▶ _TASK STATEMENT_: Extract the lines below and reproduce each one verbatim, in its original order.

-*-

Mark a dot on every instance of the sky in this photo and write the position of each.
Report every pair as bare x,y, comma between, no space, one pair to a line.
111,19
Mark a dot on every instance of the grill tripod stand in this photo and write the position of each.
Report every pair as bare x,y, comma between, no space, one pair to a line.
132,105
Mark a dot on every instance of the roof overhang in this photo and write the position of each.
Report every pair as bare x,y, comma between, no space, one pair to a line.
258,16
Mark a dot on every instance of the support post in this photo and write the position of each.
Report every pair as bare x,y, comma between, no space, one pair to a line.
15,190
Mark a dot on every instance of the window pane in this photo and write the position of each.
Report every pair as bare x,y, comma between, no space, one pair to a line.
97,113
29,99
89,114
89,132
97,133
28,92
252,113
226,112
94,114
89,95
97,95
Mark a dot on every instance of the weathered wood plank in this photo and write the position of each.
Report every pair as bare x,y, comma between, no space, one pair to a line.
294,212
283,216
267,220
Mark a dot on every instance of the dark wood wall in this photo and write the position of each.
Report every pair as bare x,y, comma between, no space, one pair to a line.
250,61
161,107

-*-

▶ _ANSWER BELOW_:
Mark a dot on every instance of the sky in this photo and write the position of each.
Report every pair as bare x,y, comma between, no space, one pair to a line.
111,19
Mark a dot on every instance of the grill tripod stand in this photo and write the position of each.
Report every pair as bare x,y, comma between, no space, one pair to a line.
132,105
Mark a dot on every instance of the roof overhang in this photo and write the position of each.
Report every pair as bare x,y, comma between, no space, one pair to a line.
258,16
Mark a dot on every instance of the support post in this photo and write the position of each.
Report every pair as bare x,y, comma between, no space, one pair to a line.
15,190
Mark a dot on every instance of the window pane in this photo and write the position of each.
Report every pair as bare x,y, comma between, no space, one pair to a line.
97,113
29,99
89,114
89,132
97,133
28,92
252,113
226,112
94,114
89,95
97,95
Mark a dot on every instance of the weathered wood plank in this photo and write the position of each.
Report every pair as bare x,y, comma between, no space, one pair to a line.
294,212
283,216
267,220
Mark a dot on every instance of the dark wood wall in this photo and write the position of each.
Report every pair as bare x,y, comma between, no space, one pair to a line.
250,61
161,107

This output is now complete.